Items from a dataset
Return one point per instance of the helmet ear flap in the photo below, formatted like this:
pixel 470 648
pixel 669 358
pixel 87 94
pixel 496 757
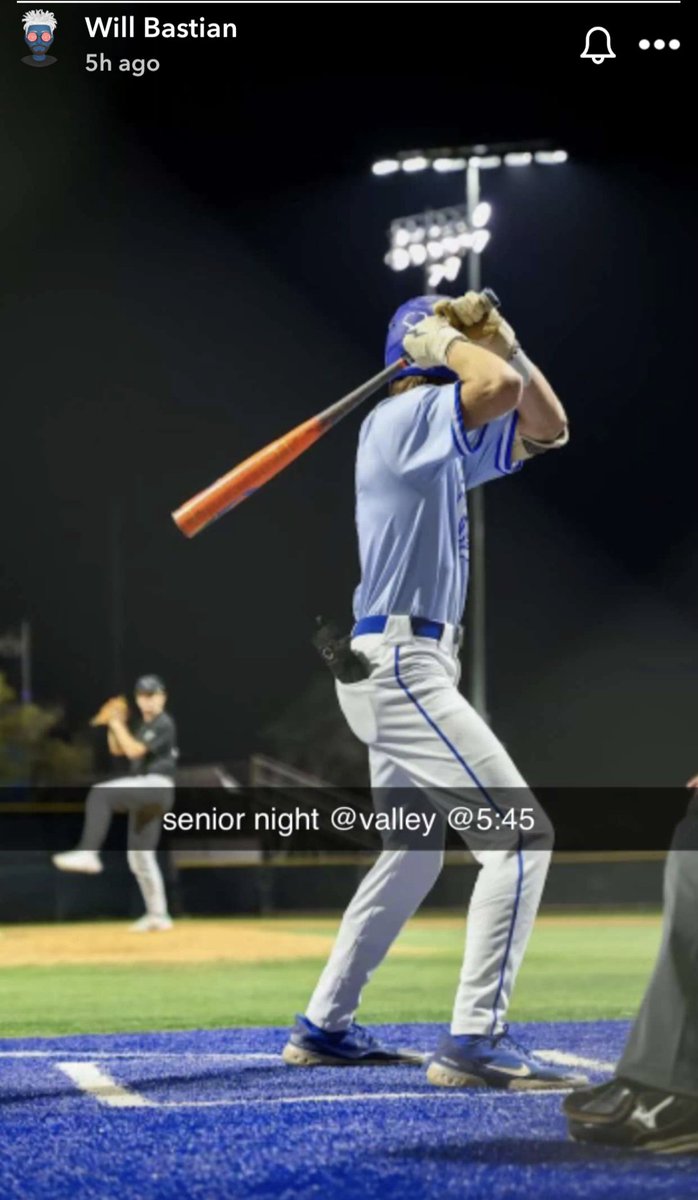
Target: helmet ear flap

**What you are asked to do:** In the records above, find every line containing the word "pixel" and show it.

**Result:**
pixel 470 648
pixel 669 358
pixel 87 94
pixel 496 757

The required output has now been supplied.